Items from a data source
⁂
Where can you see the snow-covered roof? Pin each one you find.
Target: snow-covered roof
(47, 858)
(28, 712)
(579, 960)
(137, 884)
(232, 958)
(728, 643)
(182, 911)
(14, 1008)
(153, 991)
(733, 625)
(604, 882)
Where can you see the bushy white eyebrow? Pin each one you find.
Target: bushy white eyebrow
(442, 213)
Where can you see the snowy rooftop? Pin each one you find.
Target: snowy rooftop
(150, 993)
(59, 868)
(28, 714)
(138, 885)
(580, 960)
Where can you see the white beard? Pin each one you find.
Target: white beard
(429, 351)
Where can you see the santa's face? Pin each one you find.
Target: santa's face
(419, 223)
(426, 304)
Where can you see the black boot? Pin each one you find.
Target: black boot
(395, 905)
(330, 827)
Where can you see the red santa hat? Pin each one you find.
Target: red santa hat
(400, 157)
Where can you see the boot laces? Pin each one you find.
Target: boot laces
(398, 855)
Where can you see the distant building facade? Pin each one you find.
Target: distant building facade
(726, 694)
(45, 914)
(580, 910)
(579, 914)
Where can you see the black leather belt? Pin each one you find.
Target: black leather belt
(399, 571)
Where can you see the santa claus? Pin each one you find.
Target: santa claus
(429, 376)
⁂
Directions for this task
Your job is to write out the data exactly as it stands.

Solution for this exercise
Where can you see the snow-covered roof? Pin each one you find.
Target: snow-covered roof
(47, 858)
(28, 712)
(579, 960)
(137, 884)
(232, 958)
(728, 643)
(182, 911)
(14, 1008)
(153, 991)
(733, 625)
(604, 882)
Where can you see the bushy white eyebrow? Pin each one you find.
Target: bushy white eyebrow
(442, 213)
Where can you see the snowy rooftop? Pin each one you find.
Target: snowy rooftop
(150, 993)
(59, 868)
(28, 714)
(138, 885)
(580, 960)
Where can you see the white beard? Pin each one you find.
Target: white beard
(429, 351)
Where can you see the santa's face? Pin each one you find.
Target: santa's face
(419, 223)
(426, 304)
Where can you see the black boot? Pin each one you find.
Target: black boot
(395, 905)
(330, 827)
Where can you see the red santa hat? Pin each one you find.
Target: red santa hat
(400, 157)
Where can you see the boot laces? Pin each one you find.
Target: boot laces
(398, 855)
Where can you see the distant building facade? Pin each one you find.
Target: distant building facade
(726, 694)
(45, 914)
(580, 910)
(579, 914)
Where can you see the black leather belt? Pin each one you find.
Target: black leather belt
(399, 571)
Where can you see the santa claus? Pin each one you find.
Target: santa claus
(429, 376)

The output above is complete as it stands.